Action item >>
Repeat exactly, and only, the lines running from the one that holds "In the photograph above, where can the carved" to the end of the records.

Record set >>
*****

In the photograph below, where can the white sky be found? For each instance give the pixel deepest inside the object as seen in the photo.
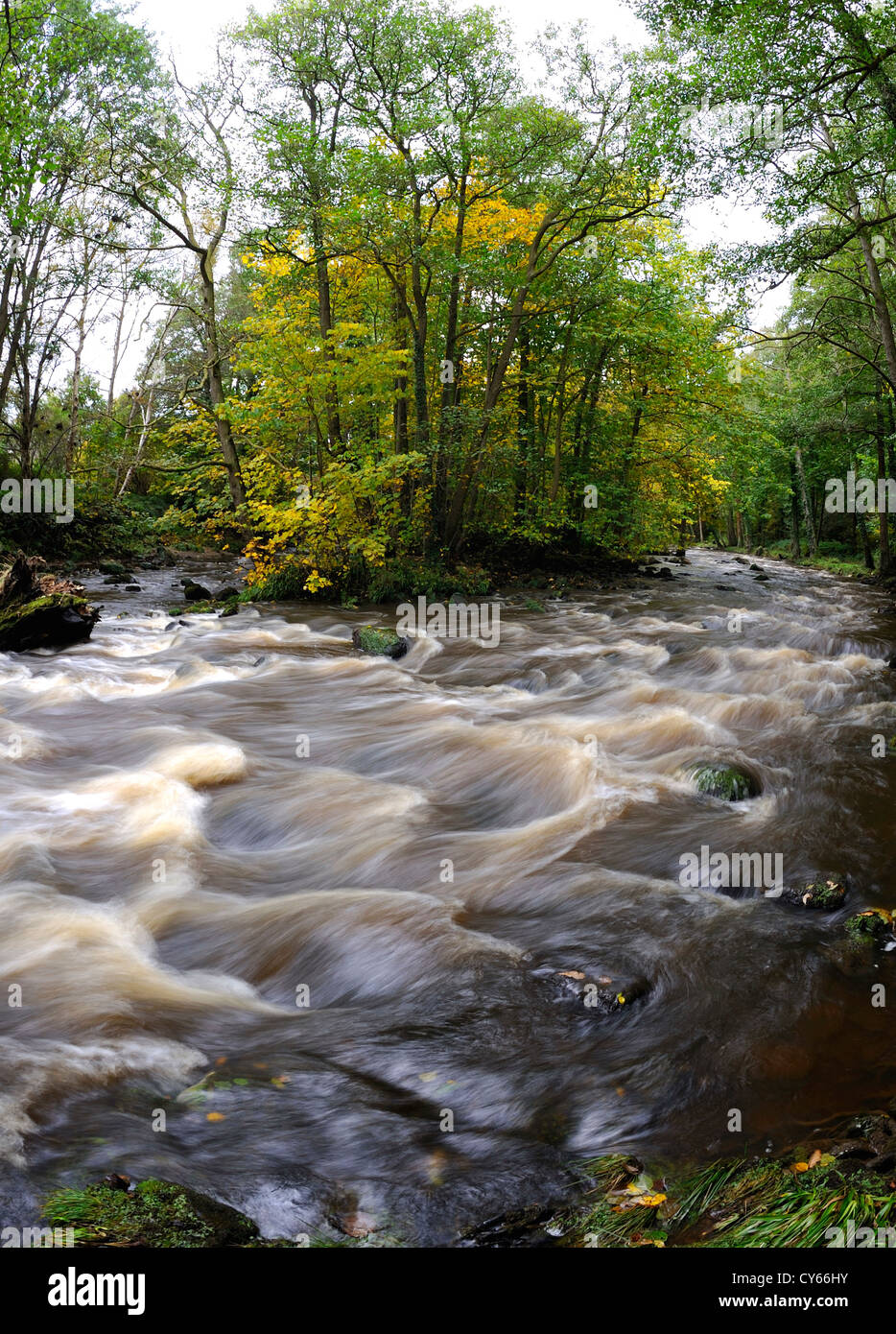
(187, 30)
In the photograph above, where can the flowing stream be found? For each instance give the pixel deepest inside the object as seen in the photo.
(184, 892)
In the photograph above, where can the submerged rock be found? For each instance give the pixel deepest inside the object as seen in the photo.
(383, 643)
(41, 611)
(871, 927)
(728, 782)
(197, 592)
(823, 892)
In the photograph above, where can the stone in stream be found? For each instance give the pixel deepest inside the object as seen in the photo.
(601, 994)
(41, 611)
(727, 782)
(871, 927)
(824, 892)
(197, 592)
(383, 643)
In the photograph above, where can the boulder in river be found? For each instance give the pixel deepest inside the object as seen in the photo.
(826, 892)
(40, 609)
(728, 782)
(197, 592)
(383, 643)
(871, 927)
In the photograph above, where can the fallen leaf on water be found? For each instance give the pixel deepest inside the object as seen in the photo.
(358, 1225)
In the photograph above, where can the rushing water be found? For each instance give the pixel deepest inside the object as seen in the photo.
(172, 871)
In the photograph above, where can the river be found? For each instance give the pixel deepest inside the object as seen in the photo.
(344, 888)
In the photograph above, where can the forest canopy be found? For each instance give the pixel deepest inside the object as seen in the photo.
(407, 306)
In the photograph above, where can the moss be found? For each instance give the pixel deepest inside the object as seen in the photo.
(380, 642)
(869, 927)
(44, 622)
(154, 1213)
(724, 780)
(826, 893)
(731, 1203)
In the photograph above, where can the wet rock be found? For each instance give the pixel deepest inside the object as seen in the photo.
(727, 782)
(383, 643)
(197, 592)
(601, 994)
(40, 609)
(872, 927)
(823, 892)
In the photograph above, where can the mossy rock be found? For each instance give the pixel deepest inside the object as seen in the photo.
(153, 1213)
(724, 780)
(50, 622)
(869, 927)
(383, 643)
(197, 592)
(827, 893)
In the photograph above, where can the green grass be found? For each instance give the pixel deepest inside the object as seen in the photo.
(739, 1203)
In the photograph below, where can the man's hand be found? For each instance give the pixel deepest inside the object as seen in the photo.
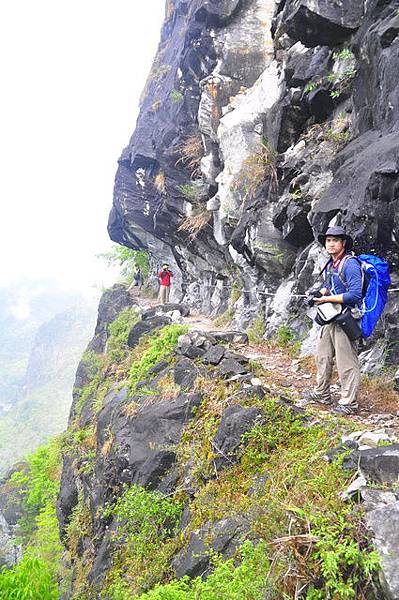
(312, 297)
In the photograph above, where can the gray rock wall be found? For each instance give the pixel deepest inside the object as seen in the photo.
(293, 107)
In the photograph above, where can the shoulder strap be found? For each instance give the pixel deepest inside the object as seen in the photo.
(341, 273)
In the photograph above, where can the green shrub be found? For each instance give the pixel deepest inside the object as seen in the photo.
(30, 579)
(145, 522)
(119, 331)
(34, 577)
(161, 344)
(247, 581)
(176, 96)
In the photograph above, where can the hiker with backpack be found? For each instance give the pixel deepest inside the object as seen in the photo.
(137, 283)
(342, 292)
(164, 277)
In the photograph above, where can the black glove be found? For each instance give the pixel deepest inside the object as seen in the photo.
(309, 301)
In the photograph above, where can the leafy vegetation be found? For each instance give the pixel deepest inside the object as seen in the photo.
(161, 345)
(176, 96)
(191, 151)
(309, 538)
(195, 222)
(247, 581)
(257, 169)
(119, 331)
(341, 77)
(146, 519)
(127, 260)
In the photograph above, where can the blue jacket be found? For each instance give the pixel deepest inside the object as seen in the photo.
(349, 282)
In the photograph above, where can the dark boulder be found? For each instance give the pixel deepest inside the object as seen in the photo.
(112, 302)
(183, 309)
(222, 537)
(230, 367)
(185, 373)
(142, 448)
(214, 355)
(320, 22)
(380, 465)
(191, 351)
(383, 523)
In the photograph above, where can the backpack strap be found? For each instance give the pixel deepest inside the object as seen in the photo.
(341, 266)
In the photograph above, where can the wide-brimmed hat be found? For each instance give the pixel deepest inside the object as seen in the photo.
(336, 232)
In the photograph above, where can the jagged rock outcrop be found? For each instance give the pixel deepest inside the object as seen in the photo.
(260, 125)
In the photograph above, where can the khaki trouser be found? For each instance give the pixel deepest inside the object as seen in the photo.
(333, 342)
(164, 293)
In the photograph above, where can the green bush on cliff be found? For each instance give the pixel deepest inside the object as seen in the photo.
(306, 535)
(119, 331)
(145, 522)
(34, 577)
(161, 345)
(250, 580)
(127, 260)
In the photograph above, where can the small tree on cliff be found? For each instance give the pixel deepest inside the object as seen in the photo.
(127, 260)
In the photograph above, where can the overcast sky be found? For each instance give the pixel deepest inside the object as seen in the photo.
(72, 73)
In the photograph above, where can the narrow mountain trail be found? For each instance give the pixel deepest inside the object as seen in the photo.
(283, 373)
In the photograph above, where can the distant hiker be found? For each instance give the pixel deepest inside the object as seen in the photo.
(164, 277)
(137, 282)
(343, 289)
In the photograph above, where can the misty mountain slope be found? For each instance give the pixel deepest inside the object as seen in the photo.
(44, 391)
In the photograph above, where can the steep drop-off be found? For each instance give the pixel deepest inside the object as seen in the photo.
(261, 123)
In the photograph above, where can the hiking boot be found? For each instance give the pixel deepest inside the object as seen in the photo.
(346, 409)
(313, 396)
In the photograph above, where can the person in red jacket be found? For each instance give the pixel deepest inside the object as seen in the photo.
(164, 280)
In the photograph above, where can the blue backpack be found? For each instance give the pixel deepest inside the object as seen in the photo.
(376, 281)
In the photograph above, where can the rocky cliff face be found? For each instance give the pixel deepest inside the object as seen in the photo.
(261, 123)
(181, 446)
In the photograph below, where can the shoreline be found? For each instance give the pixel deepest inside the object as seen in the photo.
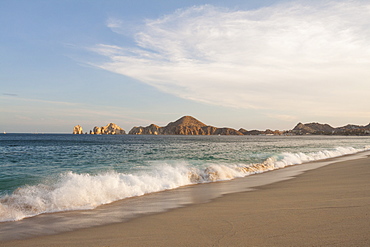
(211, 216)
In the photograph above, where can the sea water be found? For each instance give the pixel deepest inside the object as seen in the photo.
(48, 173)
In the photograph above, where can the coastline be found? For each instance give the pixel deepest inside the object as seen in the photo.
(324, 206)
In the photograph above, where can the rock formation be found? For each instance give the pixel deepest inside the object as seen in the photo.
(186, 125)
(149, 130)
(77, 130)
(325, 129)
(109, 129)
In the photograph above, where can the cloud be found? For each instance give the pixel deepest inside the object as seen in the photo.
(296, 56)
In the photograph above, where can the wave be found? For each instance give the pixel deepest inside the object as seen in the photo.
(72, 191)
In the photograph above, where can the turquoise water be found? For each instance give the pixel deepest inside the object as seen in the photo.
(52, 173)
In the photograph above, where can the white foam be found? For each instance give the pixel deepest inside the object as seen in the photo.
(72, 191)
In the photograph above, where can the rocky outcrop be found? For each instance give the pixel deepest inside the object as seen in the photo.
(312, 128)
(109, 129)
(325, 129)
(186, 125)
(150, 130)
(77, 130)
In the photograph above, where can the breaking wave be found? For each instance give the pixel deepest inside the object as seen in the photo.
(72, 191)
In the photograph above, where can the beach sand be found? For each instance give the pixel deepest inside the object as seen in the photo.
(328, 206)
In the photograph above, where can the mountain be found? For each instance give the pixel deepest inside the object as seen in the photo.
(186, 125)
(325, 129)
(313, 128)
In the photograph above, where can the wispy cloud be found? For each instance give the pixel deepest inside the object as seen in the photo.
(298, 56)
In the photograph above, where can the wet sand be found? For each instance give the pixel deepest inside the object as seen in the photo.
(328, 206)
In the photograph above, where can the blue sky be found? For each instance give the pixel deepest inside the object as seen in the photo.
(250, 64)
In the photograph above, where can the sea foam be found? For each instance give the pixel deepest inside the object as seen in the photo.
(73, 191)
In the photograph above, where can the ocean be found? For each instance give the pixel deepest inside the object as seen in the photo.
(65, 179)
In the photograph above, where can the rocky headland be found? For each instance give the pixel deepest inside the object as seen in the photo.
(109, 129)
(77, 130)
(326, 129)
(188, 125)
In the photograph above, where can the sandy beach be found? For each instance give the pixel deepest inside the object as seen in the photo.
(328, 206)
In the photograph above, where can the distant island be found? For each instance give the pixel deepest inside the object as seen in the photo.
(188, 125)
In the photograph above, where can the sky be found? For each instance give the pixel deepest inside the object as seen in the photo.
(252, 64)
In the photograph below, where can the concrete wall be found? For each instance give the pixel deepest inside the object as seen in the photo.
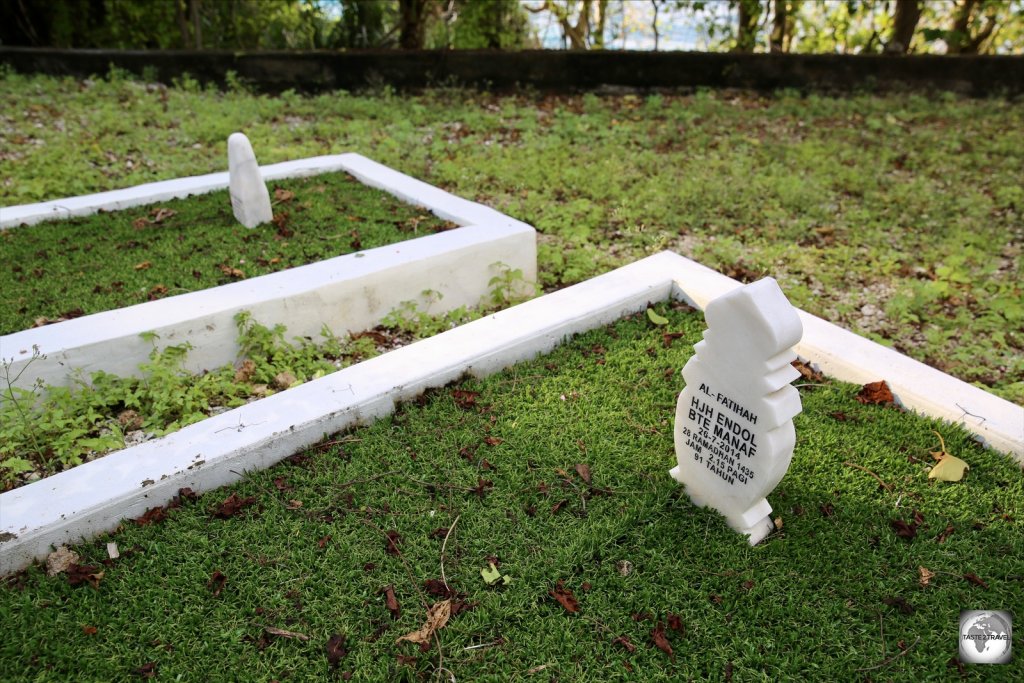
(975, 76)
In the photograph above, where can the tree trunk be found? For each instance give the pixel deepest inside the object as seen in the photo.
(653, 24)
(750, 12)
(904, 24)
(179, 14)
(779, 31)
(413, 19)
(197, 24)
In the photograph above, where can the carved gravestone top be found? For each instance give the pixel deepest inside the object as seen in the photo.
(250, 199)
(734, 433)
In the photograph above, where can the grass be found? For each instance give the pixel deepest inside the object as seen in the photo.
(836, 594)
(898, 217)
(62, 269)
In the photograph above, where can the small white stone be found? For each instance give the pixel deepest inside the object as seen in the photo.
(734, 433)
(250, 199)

*****

Result >>
In the photograph above, where can the carved gravestone top be found? For each instance give the pixel deepest inside the object as seen in the photo.
(250, 199)
(734, 433)
In the photograph above, where can the grass be found? For each instance give the pixel deepest inside the object as seen in the photo.
(836, 594)
(898, 217)
(62, 269)
In the photograph above, where can the small white stone be found? For each instance give the pixel deepest inside the object as seen in the photo.
(734, 433)
(250, 199)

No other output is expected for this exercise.